|My partner won't trust me anymore since he's HIV+
Jan 5, 2001
I have been living with my boyfriend for 2 months now and about two weeks ago we both got HIV tested. He turned out positive and I negative. Since then he's been going through a phase of fear, mistrust and occasional depression. He asked me to have another antibody test in a few weeks and I thought his request is reasonable. I'm not afraid of being HIV+, but I'm willing to meet his request considering the circumstances. He says he wants to know how he got infected. I'm not the only person with whom he had "unsafe" sex last year. I don't understand the point of knowing who infected him (that's not very likely to be determined with accuracy anyway) and let alone do I understand that he wants to see the test results "personally" because he claims he wants "clarity". I believe he should trust me the same way he has done so far. He, on the other hand, believes that I am "unreasonable" for not doing exactly what he wants. My questions are: he's afraid of kissing me because he thinks I might get infected. How reasonable is his behavior? How big is the risk? Should I let him see my test results (prior and future) personally for him to be at rest? Is it possible that he got infected from me, even though I'm not positive myself and even though we have only been together for 2 months? I appreciate your advice,
Response from Dr. Remien
In response to your first question, kissing is extremely low risk for transmitting HIV. Please see questions and answers on this topic on the Safe Sex and HIV Prevention Forum.
Your second question is essentially about trust between the two of you. It seems to me that you are still very new to each other and are unsure about a lot of things between you. (2 months is a very "young" relationship.) It's entirely up to you as to whether you show him the test results. It's interesting that you say he doesn't trust you to be telling him the truth about the results. Whatever you decide to do, be aware that this is about you and him discovering ways of trusting each other.
Your final question is a good one. It is possible that you could have infected him, if you are in fact infected with HIV, but have not yet developed antibodies. This is unlikely, but possible. It is also possible that he has already infected you, but you had not developed sufficient antibodies by the time of your last test. Many scenarios are possible, and you are right, it can probably never be known for sure who infected whom, and when. It typically takes a couple of weeks to a few months for antibodies to be developed after infection with HIV. The test for HIV is usually an "antibody" test. There are tests that detect the presence of virus directly, but are not commonly used for people seeking to find out if they are positive or not. See the following question and answer, for a more detailed discussion of this topic: How long do I have to wait until I get tested.
Bottom line for the two of you: There will be need for a lot of honest communication: talking AND listening to each other over time, and a lot to learn about each other, if this relationship is going to go anywhere.
···
Exercise details:
For each statement, say yes or no according to the exchange about HIV testing, and quote the words that decide it.
1. Dr. Remien calls kissing extremely low risk for passing on HIV.
2. Dr. Remien says the usual HIV test detects the virus directly.
3. The writer says the boyfriend had unsafe sex with no one but the writer last year.
Nothing in the listing is needed here.

Dataset content:
···
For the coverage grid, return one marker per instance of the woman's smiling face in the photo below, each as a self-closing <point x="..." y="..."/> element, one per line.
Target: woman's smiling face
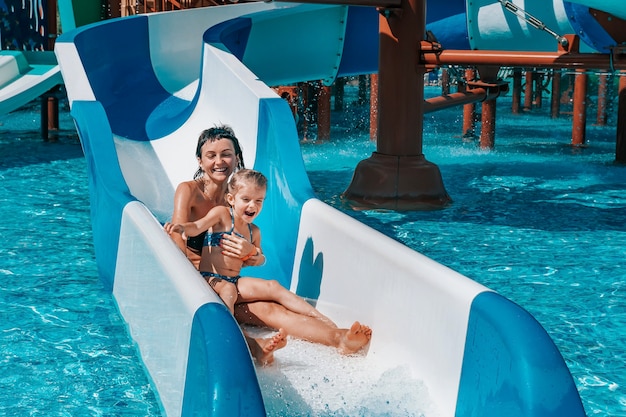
<point x="218" y="159"/>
···
Task answer:
1. Yes: "kissing is extremely low risk for transmitting HIV"
2. No: "The test for HIV is usually an "antibody" test."
3. No: "I'm not the only person with whom he had "unsafe" sex last year."